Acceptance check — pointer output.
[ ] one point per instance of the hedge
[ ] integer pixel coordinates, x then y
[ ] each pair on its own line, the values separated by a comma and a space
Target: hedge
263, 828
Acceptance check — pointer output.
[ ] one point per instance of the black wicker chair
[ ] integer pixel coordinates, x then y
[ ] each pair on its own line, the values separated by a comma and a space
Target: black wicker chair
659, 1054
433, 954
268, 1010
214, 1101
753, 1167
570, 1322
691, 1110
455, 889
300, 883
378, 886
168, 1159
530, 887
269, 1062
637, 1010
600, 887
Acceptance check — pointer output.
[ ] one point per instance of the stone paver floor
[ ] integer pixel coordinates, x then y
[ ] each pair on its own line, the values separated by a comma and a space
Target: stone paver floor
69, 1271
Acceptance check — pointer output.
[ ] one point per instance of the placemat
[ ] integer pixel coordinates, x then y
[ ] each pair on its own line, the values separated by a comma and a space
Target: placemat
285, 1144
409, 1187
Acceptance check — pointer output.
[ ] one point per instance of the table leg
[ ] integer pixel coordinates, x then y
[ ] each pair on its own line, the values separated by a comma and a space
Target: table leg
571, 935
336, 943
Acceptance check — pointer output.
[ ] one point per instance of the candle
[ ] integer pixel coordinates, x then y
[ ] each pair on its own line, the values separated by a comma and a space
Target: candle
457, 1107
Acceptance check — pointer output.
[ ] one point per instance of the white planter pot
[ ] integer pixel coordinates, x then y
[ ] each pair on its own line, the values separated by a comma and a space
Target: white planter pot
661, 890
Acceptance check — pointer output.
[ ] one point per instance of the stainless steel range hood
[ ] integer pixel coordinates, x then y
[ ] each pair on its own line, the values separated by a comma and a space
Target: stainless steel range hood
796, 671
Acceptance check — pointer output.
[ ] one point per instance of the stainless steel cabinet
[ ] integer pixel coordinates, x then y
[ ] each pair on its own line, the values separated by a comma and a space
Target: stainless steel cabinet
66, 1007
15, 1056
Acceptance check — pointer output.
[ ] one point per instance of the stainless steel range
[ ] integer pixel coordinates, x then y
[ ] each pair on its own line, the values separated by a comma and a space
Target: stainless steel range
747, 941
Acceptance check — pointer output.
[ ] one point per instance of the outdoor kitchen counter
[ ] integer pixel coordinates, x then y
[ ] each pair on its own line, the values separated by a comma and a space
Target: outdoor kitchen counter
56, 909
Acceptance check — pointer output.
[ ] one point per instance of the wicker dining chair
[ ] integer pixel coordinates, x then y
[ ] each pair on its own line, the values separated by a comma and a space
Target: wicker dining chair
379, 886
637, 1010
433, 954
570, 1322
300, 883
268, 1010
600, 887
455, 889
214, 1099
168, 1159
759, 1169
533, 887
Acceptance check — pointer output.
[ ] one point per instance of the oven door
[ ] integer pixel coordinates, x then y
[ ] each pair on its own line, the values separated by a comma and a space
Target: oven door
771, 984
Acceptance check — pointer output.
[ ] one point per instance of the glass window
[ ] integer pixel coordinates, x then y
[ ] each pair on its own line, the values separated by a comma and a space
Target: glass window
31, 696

REQUIRED WORK
Write out every entry again, keeping each line exactly the same.

SOLUTION TO THE EXERCISE
Acceptance check — pointer output.
[ ] one point per instance of the hedge
[ ] integer pixel coordinates, x then y
[ ] each pair on its own line, the values separated by a comma and a space
Target: hedge
263, 828
Acceptance check — pointer output.
[ ] one point per instance of the black wicker chair
[ ] integer pixel coordinates, x then y
[ ] each pair on its own line, the values separated by a comma and a space
Target: black wicker chair
659, 1054
433, 954
268, 1010
214, 1101
753, 1167
570, 1322
691, 1110
455, 889
300, 883
378, 886
168, 1159
530, 887
269, 1062
637, 1010
600, 887
Acceptance check — pointer output.
[ ] one point per instance of the stone paver floor
[ ] integer pixel coordinates, x then y
[ ] each pair on its own line, the values separated by a comma and a space
Target: stone paver floor
69, 1271
Acceptance check — pointer output.
[ ] one point per instance of the placemat
[ ] integer pixel coordinates, x then y
[ ] each pair on its own line, the values separated by a comma and a space
Target: placemat
285, 1144
409, 1187
Acceptance check — pointer output.
[ ] one point per instance of the table leg
[ ] integer pixel coordinates, x then y
[ ] each pair on its own line, the values separated by a comma and a space
Target: table leg
571, 935
336, 943
Acceptance check — pointer output.
[ ] one point per instance of the candle
[ ] integer pixel coordinates, x then y
[ ] each pair on its own line, the values separated by a comma and a space
Target: candle
457, 1107
Acceptance check — pointer output.
[ ] one point per instance of the white planter pot
[ ] integer pixel coordinates, x then y
[ ] each pair on its own line, the values separated by a comma and a space
Target: white planter pot
661, 890
Acceptance check — pointer output.
[ ] one point per instance of the stainless steel range hood
[ ] integer pixel coordinates, x then y
[ ] each pair on its own line, the values separated by a comma and a space
Target: stainless steel range hood
796, 671
Acceptance check — pointer output.
[ ] one point per instance of the stainless steel cabinet
[ ] integer pixel coordinates, x then y
[ ] each pair on its own line, the values separated by a comma and a space
Target: stainless steel cabinet
66, 1007
15, 1056
Acceptance check — pointer output.
[ ] one point per instance of the stainless steel range
[ ] integer pixel coordinates, x then y
[ ] each pair on its own line, the values separated by a comma and a space
Target: stainless steel range
747, 941
Acceptance check — pointer output.
[ ] one point per instance of the outdoor kitchen counter
[ ] integer pixel coordinates, x then y
[ ] each pair on its own line, the values separated by a comma and a space
Target: outdoor kitchen counter
56, 909
Acceptance check — pointer output.
[ ] one point per instance of the wicker dining chair
[ ] integer pixel coordinates, x then y
[ ] each pair on its own line, the values separated by a comma and a space
Target: wicker dining chair
379, 886
637, 1010
433, 954
570, 1322
300, 883
268, 1010
600, 887
455, 889
214, 1099
168, 1159
759, 1169
533, 887
Acceptance check — pointer output.
[ ] one point per instance of the oven door
[ ] integer pixel coordinates, x then y
[ ] each pair on its own line, the values separated by a comma and a space
Target: oven door
771, 984
Acceptance check — pointer output.
[ ] one point per instance of the glass window
[ ] integer pixel coordinates, x then y
[ ] each pair on its own line, the values separated by a comma and a space
Target: glass window
31, 696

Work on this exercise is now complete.